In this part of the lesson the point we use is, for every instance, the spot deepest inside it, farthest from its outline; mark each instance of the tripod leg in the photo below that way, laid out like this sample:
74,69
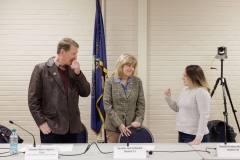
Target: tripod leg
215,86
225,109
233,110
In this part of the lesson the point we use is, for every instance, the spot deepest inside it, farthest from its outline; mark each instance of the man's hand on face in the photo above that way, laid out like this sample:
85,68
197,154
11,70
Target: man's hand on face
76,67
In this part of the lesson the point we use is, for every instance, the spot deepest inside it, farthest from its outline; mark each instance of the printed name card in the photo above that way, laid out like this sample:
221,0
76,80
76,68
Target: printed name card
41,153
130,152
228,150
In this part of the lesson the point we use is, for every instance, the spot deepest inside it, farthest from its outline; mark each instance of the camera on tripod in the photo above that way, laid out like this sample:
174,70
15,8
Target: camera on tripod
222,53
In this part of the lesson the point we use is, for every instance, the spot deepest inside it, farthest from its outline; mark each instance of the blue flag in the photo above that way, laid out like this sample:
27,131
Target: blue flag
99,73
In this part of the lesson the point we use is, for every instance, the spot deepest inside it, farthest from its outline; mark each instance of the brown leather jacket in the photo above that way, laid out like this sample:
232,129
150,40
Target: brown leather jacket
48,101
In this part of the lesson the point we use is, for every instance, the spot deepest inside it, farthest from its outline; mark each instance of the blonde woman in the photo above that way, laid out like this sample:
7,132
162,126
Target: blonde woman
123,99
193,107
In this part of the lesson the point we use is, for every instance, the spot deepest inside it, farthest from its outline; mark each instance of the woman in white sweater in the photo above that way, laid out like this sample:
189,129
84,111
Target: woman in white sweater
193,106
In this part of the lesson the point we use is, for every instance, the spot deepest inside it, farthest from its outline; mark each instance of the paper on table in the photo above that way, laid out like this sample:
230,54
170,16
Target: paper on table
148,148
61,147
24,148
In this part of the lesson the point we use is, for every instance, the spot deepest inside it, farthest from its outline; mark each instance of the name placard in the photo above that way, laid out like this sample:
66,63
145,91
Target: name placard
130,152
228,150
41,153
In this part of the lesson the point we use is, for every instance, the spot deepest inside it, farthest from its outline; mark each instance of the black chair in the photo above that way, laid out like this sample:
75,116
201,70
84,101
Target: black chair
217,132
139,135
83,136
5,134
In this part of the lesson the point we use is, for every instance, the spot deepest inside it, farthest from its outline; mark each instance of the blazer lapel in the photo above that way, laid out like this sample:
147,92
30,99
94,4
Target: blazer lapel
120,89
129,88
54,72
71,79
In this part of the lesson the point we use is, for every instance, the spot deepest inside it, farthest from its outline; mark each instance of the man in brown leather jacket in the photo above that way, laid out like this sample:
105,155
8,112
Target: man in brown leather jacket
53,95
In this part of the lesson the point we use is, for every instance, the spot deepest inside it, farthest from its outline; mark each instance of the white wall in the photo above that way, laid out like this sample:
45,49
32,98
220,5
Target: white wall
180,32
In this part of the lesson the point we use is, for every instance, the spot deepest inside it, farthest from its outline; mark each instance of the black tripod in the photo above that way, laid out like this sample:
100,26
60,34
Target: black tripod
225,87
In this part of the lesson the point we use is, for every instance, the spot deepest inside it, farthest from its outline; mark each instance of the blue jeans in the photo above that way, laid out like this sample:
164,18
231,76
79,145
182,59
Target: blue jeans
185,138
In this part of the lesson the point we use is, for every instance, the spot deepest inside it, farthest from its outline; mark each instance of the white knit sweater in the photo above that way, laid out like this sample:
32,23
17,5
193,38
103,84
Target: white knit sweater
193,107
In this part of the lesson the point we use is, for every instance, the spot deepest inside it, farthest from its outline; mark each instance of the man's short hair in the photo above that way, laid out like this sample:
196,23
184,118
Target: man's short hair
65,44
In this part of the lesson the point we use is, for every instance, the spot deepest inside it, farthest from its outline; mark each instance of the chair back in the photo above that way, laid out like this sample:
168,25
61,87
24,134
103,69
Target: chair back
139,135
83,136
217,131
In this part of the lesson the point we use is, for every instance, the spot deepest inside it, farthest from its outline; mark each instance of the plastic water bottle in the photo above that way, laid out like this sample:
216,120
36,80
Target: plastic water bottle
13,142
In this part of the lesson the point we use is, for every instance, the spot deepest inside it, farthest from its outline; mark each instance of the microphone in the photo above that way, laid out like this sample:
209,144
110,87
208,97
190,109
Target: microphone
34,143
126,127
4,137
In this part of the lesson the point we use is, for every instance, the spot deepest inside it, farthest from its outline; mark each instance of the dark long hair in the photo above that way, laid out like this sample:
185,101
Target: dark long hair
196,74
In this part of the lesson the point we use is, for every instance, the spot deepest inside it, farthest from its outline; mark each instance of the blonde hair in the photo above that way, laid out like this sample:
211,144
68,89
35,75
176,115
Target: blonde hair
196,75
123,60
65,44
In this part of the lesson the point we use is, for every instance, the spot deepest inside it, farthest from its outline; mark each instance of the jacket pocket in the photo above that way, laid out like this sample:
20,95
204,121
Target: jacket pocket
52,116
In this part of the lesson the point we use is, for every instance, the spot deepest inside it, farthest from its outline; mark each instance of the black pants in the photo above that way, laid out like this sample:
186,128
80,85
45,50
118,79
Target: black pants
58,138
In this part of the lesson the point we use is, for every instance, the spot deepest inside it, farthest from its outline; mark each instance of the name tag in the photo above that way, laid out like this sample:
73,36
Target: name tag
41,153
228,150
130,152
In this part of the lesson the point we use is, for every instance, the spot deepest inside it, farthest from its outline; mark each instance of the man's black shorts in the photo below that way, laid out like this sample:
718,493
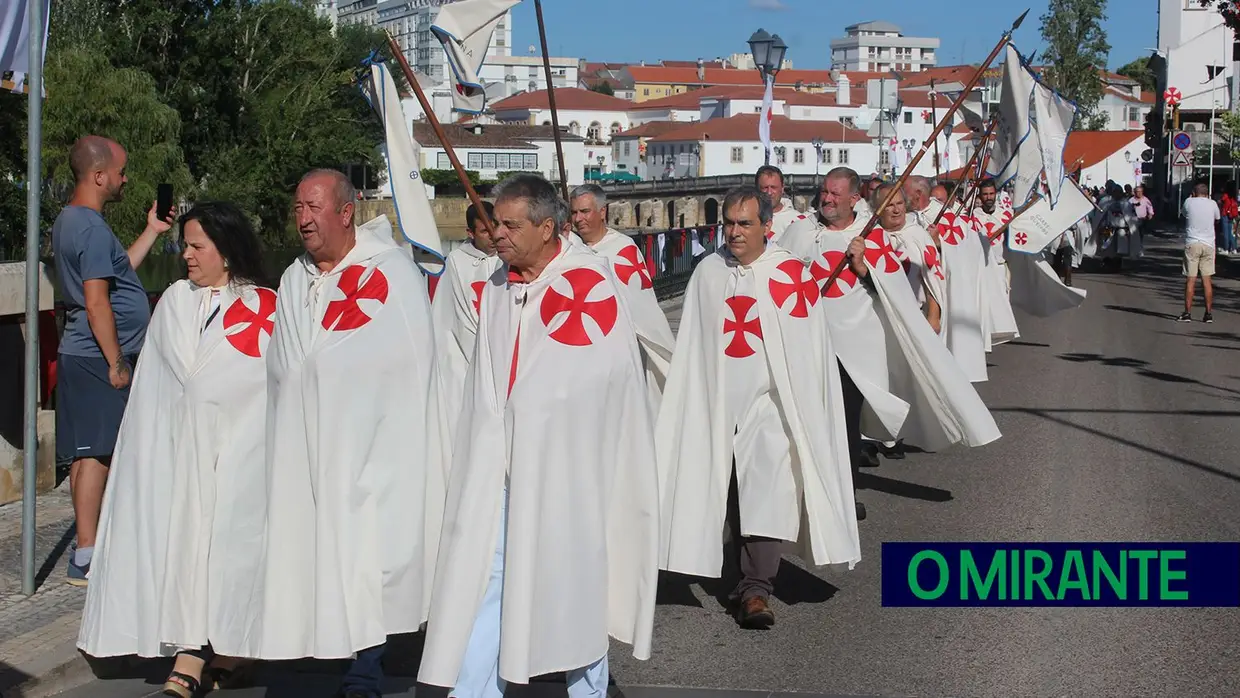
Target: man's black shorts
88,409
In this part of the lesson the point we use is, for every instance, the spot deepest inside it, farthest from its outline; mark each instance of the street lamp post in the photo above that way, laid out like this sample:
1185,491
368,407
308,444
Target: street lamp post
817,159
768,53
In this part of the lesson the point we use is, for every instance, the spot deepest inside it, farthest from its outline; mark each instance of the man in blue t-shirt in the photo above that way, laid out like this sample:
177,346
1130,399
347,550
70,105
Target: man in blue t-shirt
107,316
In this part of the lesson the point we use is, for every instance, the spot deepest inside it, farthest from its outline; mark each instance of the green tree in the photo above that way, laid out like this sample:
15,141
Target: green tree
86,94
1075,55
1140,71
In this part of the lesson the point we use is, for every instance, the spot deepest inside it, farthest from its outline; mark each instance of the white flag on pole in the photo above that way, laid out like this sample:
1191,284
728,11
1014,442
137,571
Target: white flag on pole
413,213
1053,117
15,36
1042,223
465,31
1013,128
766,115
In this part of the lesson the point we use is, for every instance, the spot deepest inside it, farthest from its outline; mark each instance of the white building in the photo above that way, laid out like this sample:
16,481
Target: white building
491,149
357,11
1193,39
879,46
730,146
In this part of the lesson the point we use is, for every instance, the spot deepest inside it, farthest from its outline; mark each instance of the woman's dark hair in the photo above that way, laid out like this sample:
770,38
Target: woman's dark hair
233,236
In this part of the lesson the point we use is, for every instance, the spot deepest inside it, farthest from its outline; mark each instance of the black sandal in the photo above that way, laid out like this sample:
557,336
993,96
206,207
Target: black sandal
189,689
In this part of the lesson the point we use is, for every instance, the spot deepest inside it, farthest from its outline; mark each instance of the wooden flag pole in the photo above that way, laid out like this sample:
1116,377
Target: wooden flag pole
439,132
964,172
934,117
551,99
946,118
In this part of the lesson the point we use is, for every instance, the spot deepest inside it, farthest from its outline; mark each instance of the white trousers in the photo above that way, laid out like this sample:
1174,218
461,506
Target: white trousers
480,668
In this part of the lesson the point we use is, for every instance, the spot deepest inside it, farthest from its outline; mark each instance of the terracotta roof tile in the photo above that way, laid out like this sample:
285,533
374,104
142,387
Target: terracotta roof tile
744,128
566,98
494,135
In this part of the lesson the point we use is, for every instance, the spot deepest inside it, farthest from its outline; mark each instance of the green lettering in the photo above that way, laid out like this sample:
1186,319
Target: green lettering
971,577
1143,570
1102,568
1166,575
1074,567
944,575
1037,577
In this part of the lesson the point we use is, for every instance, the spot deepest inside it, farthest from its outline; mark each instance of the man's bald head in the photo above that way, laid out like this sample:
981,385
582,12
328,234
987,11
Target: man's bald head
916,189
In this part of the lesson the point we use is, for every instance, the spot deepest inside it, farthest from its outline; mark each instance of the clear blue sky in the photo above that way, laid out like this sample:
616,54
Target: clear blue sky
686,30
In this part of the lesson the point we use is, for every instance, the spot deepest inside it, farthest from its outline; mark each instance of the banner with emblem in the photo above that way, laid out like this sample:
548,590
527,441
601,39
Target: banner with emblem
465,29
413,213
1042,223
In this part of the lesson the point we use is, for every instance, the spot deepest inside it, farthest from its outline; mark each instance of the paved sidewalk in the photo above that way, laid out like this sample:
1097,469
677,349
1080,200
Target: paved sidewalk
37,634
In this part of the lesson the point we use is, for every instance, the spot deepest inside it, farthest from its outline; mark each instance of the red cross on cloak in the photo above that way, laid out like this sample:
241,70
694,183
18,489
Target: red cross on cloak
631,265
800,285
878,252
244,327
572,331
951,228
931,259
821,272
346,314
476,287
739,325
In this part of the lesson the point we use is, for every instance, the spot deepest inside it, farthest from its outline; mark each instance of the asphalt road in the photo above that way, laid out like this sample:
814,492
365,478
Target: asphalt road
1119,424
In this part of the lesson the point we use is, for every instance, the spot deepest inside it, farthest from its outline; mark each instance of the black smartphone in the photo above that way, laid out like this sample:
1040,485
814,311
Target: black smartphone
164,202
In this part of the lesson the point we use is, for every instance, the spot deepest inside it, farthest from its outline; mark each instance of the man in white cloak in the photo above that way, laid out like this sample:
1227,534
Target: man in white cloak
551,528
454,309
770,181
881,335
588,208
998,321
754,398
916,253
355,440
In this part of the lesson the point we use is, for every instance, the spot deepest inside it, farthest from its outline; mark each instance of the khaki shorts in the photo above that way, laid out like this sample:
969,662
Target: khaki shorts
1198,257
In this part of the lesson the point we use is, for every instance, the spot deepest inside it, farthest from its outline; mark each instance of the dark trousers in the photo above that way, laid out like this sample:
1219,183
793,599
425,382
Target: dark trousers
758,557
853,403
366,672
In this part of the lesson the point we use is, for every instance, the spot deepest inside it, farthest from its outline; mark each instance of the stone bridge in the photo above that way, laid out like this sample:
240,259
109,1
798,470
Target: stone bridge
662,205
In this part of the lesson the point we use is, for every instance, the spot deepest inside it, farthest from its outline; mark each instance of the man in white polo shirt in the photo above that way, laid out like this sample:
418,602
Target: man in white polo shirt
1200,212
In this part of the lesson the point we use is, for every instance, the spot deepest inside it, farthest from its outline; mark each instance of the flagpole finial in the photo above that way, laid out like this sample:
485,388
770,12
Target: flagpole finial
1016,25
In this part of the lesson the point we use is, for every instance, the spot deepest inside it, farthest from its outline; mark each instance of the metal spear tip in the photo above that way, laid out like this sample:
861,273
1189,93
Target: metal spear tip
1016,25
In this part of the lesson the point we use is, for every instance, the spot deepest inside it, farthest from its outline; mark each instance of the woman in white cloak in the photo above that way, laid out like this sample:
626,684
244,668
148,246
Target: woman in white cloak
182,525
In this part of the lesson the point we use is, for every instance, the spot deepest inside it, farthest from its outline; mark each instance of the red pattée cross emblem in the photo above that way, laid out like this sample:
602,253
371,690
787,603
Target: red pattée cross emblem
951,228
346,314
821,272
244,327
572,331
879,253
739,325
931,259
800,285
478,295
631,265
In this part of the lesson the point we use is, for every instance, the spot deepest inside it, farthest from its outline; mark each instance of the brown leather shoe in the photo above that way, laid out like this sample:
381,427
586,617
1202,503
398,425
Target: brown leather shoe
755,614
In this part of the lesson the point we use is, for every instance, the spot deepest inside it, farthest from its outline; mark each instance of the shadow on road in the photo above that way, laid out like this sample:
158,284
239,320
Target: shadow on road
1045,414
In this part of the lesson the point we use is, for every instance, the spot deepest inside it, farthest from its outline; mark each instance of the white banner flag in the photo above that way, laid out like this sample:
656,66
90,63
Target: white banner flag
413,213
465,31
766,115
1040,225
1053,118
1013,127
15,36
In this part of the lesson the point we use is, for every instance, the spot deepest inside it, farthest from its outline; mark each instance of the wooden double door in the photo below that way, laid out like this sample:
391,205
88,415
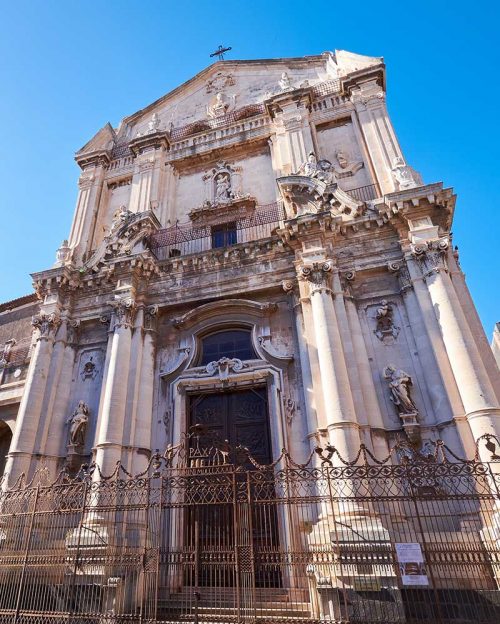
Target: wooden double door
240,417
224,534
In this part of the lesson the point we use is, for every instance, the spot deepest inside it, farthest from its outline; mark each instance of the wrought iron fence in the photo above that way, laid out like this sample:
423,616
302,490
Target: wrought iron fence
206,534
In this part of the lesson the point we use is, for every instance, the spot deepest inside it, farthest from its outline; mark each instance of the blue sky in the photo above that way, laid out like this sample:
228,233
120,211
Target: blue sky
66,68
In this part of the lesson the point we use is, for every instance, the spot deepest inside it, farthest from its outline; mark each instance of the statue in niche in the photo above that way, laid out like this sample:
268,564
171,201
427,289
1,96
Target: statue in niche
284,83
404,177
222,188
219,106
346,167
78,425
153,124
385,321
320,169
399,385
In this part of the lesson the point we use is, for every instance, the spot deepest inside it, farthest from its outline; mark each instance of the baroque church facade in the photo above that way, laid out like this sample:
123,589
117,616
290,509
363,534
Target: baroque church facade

### Goal
Take the line containing "of the shadow" and every line after it up to the end of the entries, and quote them exactly. Both ends count; the pictures do not.

### Finished task
In this part of the lesson the point we use is, for every instance, the spot deepest inside it, farthest from its outline; mark each instance of the shadow on road in the photo above that way, laid out like this sample:
158,284
239,320
Target: shadow on road
1045,414
In this part of the lesson the point we use is, for every instance, the spot deepest inside it, farthest from its outline; mark each instance of the white banner flag in the photo above that way, laid out like this sample:
656,66
90,63
Target: white banner flag
413,213
465,31
766,115
1040,225
1053,118
1013,127
15,36
In this part of the lesson the point we use is, for every instance, the spot deepest inside it, farthest from its outline; mark each instance of the wooden double door in the photo below that way, laid out like this sample:
391,205
88,415
Target: wooden double door
240,417
224,534
In this part of the lesson the point we use is, for every instance, the spot deepest inside it, farthest from its outline; mark each instance of the wrought iron fence in the photo above that way, laid out like this sample:
423,616
302,490
Target: wrought iron fence
206,534
In this part of the lesson the point we use is, for every instance, the spot deepest inside it, farthest from its outline; mark each instance of the blue sky in the photo above that way, laid out like this sample:
228,233
120,211
Target: blue sky
66,68
In this part of the lesson the point we use is, for every instance, the spot deepest inside it, farthest from its outline; mark each instance of the statue in niche in the photo above that way, laid out like this sample:
268,564
171,201
427,289
1,96
Target: statue in niche
284,83
404,177
222,188
219,106
346,167
78,425
153,124
385,321
320,169
399,385
In this part of the lesson the point we use is, for every instance, the spot deepest inside it, farthest from its outline; mark each instance of the baroque church facade in the photo above that way, laid out like this sample:
123,589
117,616
290,509
363,534
Target: baroque church facade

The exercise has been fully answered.